Exercise materials:
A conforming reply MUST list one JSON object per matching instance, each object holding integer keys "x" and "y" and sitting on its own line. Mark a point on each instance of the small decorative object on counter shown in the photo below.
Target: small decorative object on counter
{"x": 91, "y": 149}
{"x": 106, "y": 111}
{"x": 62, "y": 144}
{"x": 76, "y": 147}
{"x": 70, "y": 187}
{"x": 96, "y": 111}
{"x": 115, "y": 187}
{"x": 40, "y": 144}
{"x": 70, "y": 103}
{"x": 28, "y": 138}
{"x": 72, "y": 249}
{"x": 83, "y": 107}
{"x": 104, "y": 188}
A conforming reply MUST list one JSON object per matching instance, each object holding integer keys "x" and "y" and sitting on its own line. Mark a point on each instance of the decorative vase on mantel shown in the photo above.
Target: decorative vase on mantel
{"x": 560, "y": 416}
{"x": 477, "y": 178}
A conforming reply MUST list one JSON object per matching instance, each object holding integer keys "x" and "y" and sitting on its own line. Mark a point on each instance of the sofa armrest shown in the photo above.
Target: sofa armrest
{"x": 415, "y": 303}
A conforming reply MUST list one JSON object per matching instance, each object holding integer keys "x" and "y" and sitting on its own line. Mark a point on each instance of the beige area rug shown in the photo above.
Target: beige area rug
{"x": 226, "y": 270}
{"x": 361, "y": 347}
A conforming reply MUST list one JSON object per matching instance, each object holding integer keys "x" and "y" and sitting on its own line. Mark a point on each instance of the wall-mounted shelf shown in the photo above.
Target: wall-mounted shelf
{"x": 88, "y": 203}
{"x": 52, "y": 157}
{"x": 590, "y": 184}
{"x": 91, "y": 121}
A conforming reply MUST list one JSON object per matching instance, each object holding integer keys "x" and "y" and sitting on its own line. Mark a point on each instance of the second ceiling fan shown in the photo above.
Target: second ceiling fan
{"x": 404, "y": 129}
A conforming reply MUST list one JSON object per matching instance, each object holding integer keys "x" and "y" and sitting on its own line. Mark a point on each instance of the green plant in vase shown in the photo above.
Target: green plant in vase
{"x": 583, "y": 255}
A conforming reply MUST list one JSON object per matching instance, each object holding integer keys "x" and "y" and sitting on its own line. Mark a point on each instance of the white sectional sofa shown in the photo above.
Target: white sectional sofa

What you should do: Render as a numbered list the lines from the one containing "vase shown in the photo above." through the last line of the rows above, skipping blank lines.

Correct result:
1. A conforming reply MUST list one JSON object per matching instance, each object holding integer keys "x" and "y" and sitting on its own line. Mark a point on each instance of the green plant in vase shown in the photo above.
2. Target: green plant in vase
3. {"x": 583, "y": 255}
4. A conforming reply MUST list one JSON object per matching instance, each object holding integer keys "x" and "y" and sitting on its own line. Mark a point on each instance of the white sectional sofa shown in the photo above.
5. Target: white sectional sofa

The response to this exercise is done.